**Exercise requirements**: Starting with the line that contains "-- sample [769,758]." and going on through the line that contains "Target: harvested wheat field", present the lines of the records below as a numbered list, with both of those lines included and any blank lines left out. List only those lines.

**Raw data**:
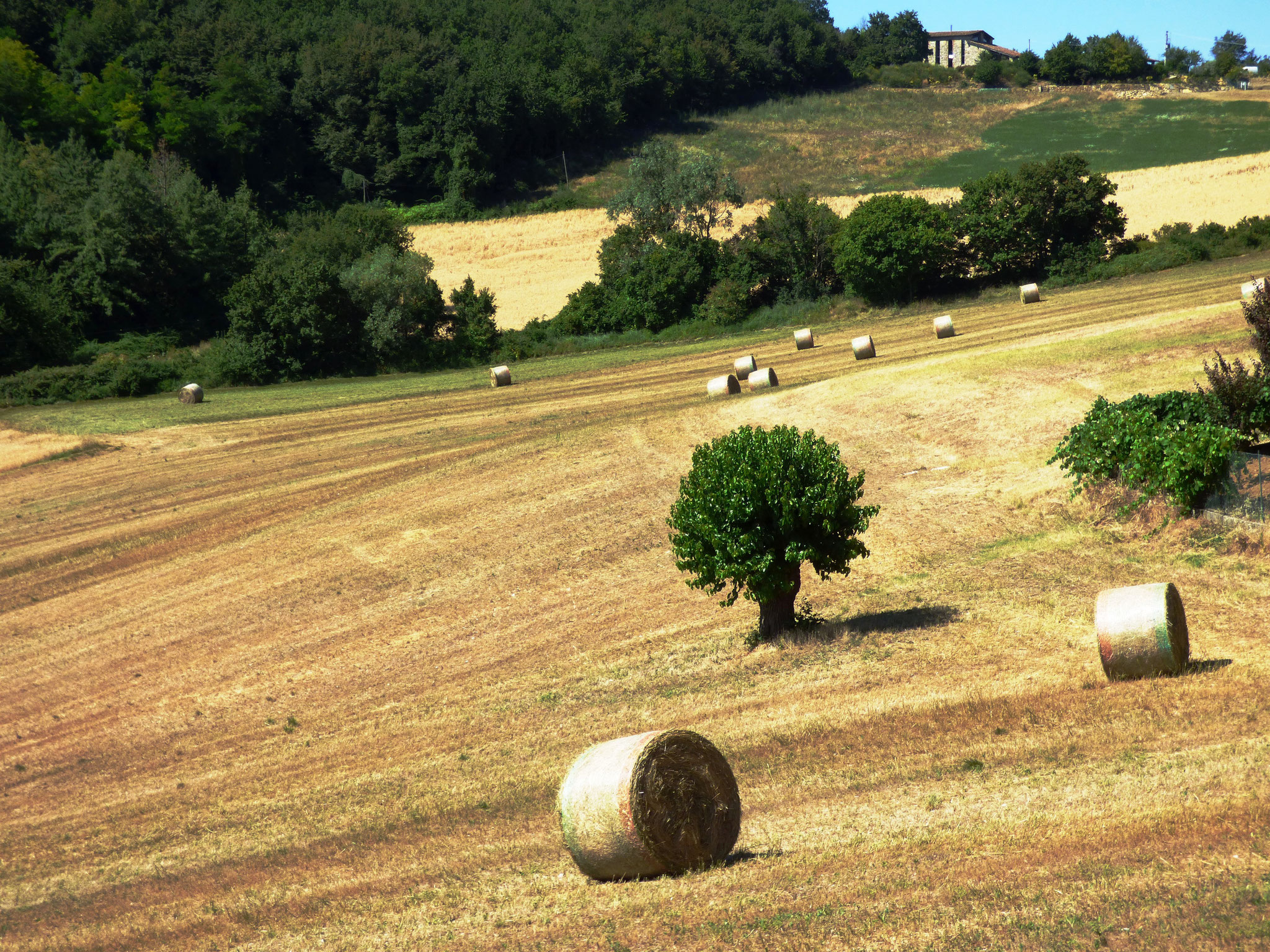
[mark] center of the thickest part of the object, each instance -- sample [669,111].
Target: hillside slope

...

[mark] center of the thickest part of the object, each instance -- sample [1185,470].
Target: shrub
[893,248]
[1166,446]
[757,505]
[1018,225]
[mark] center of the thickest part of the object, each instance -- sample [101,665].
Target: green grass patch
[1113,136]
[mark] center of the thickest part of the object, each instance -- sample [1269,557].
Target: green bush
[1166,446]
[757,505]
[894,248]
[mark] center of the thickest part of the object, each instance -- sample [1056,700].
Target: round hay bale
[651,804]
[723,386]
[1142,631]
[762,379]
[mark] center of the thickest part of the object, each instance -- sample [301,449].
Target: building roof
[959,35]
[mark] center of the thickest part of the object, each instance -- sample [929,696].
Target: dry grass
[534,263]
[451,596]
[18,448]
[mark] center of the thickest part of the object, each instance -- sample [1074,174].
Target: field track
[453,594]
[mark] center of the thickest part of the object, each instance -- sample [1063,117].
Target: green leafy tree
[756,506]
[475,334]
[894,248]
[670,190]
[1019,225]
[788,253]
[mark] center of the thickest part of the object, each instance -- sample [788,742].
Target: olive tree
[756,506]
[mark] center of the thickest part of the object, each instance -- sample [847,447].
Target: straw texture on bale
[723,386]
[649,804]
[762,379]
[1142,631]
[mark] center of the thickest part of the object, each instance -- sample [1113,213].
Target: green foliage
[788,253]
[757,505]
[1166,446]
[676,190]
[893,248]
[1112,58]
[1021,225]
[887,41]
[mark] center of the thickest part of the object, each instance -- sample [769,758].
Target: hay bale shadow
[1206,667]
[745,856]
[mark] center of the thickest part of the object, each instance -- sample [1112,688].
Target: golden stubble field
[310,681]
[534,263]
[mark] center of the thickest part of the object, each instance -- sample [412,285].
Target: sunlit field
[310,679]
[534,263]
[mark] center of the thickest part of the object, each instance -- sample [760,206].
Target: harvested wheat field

**Output of the exercise**:
1. [mark] center of the thickest part of the object, each instance -- sample [769,758].
2. Target: hay bale shadow
3. [1206,667]
4. [745,856]
5. [mark] center of the thickest part of the object, each instance -- sample [1112,688].
6. Target: golden stubble field
7. [310,681]
8. [534,263]
9. [mark] center of the thickest part of the object, each instance -- sample [412,285].
10. Target: sunlit field
11. [310,679]
12. [534,263]
13. [mark] center of the thickest part of the object, each instance -- sample [760,206].
14. Target: harvested wheat field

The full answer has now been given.